**TASK PROMPT:**
Emit the line that holds "the form (100,48)." and all lines following it through the end of the data, verbatim, and nothing else.

::: DATA FOR ANALYSIS :::

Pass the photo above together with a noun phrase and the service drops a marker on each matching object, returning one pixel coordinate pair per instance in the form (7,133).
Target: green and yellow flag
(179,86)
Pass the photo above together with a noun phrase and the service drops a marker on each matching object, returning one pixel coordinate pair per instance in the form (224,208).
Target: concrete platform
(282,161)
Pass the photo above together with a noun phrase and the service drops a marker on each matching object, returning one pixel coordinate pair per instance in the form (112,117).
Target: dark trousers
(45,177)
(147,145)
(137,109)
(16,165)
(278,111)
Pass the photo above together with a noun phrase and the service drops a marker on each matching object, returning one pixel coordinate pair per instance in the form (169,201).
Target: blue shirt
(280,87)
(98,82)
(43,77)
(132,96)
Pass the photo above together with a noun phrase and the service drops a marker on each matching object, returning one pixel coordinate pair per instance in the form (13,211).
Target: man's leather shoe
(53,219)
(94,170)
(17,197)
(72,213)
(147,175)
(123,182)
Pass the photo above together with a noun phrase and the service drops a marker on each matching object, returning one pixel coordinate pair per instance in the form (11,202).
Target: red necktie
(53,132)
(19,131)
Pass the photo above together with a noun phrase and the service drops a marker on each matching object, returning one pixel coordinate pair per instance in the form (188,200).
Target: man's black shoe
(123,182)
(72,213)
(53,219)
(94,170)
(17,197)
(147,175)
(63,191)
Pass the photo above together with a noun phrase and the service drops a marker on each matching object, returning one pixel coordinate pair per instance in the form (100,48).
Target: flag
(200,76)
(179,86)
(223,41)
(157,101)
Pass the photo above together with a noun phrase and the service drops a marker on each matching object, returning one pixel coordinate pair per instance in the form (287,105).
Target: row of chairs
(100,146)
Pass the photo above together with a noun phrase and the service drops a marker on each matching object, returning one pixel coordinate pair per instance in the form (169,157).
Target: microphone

:::

**EXERCISE RESULT:**
Pass the photo above together with a noun phrase and the service drops a marker on each matching object, returning one pixel coordinate pair per instance in the form (100,48).
Target: flag
(200,76)
(179,86)
(223,41)
(157,101)
Pass the photo above together with a noun phrase and the service drops a marker on each matching object, returning one pixel coordinate pair per instance in the form (287,105).
Target: row of chairs
(100,146)
Pass the photo above together with a noun phrase and the service drops a marker on each matching object, returning one pixel coordinate pair per instance in the form (169,157).
Target: microphone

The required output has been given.